He remarked, “It’s kind of interesting and unusual for something [like taurine] that’s so abundant and prevalent in the foods we eat, but there’s actually very little understood about how that affects our bodies.” To better understand the relationship between diet and its potential effects on weight, he tackled the question from a chemical perspective.
To do this, the researchers used an old-school biochemistry approach to find the enzyme, or enzymes, responsible for regulating N-acetyltaurine. “We didn’t know where it would be,” explained Long. They ground up and purified enzymatic products from different mouse organs, looking for products of N-acetyltaurine degradation: acetate and taurine. Then, the researchers used chromatography to separate the enzymatic products and search for spikes in hydrolysis activity, which helped them identify three enzyme candidates. Of these candidates, the researchers found that an orphan enzyme called phosphotriesterase-related (PTER) was necessary for N-acetyltaurine hydrolysis.
A previous large-scale genetic study had suggested that the PTER gene was linked to body weight in people, but almost nothing was known about the enzyme itself.3 This spurred Long to figure out the connection between the two.
To investigate the physiological relevance of PTER, the researchers used a Pter knockout (KO) mouse model. Across all tissues, mice without PTER developed N-acetyltaurine levels that Long described as, “through the roof” compared to wild type animals. Long wondered how this characteristic would affect body weight regulation in mice on a high-fat diet.

Point-per-instance localization data:
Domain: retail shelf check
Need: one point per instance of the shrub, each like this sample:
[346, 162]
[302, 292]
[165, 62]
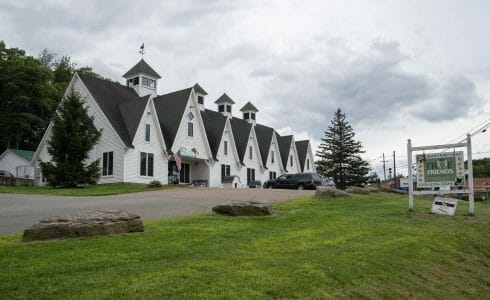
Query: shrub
[155, 184]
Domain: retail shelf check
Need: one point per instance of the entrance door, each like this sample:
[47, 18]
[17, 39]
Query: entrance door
[185, 173]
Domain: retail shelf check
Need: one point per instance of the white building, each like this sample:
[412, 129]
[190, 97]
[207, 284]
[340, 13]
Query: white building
[17, 163]
[143, 133]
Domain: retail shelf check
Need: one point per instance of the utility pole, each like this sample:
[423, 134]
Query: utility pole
[394, 168]
[384, 167]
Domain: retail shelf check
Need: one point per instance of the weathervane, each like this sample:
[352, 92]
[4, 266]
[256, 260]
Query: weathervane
[142, 49]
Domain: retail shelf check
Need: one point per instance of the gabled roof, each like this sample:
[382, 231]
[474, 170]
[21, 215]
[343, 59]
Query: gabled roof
[284, 147]
[170, 108]
[25, 154]
[249, 107]
[214, 124]
[302, 148]
[264, 139]
[224, 99]
[142, 68]
[198, 89]
[108, 95]
[241, 132]
[131, 113]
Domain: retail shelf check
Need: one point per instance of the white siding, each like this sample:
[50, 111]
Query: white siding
[255, 162]
[277, 165]
[309, 156]
[231, 159]
[199, 140]
[293, 154]
[109, 140]
[10, 161]
[132, 158]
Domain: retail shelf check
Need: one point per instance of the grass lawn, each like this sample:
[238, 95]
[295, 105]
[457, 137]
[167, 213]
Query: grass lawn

What you will do:
A. Copy out the taurine passage from "To do this, the" to "between the two.".
B. Write the next part of the taurine passage, beginning after its final sentence.

Answers for the exercise:
A.
To do this, the researchers used an old-school biochemistry approach to find the enzyme, or enzymes, responsible for regulating N-acetyltaurine. “We didn’t know where it would be,” explained Long. They ground up and purified enzymatic products from different mouse organs, looking for products of N-acetyltaurine degradation: acetate and taurine. Then, the researchers used chromatography to separate the enzymatic products and search for spikes in hydrolysis activity, which helped them identify three enzyme candidates. Of these candidates, the researchers found that an orphan enzyme called phosphotriesterase-related (PTER) was necessary for N-acetyltaurine hydrolysis.
A previous large-scale genetic study had suggested that the PTER gene was linked to body weight in people, but almost nothing was known about the enzyme itself.3 This spurred Long to figure out the connection between the two.

B.
While humans consume varying amounts of taurine in their diets, standard mouse chow typically lacks taurine. Since taurine is a component of PTER activity, the researchers added it to the drinking water of Pter KO and wild type mice while feeding them a high-fat diet. After eight weeks, Pter KO mice ate less and resisted diet-induced obesity. These mice also showed improved glucose tolerance and insulin sensitivity compared to wild type mice, likely due to this leanness. However, Pter KO mice fed standard chow showed no changes in weight or food intake, regardless of taurine supplementation. These findings, Long remarked, support a gene-environment interaction, in which the Pter gene interacts with dietary taurine and the relationship with body weight becomes apparent in the presence of an environmental stimulus, such as a high-fat diet.
Chi Chen, a nutritional biochemist at the University of Minnesota who characterized N-acetyltaurine a decade ago as a biomarker for ethanol metabolism, remarked that he was glad to see other groups demonstrating the importance of this compound. He commented that this work has an interesting angle to be translated into pharmacological applications. “One thing that’s attractive is [that] this is an endogenous compound, so in a way, you could consider it as safe and not worry as much about side effects.”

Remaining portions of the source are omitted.